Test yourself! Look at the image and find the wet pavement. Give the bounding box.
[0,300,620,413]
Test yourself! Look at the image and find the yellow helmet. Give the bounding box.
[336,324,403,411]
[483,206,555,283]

Task to complete
Rewrite these rows with every "bounding box" changed to "box coordinates" and everything else left the same.

Finished task
Test yourself! Look at the image and find the wet pavement. Give the box coordinates.
[0,300,620,413]
Test yourself! Look at the image and find the yellow helmet. Give the box coordinates.
[336,324,403,411]
[483,206,555,283]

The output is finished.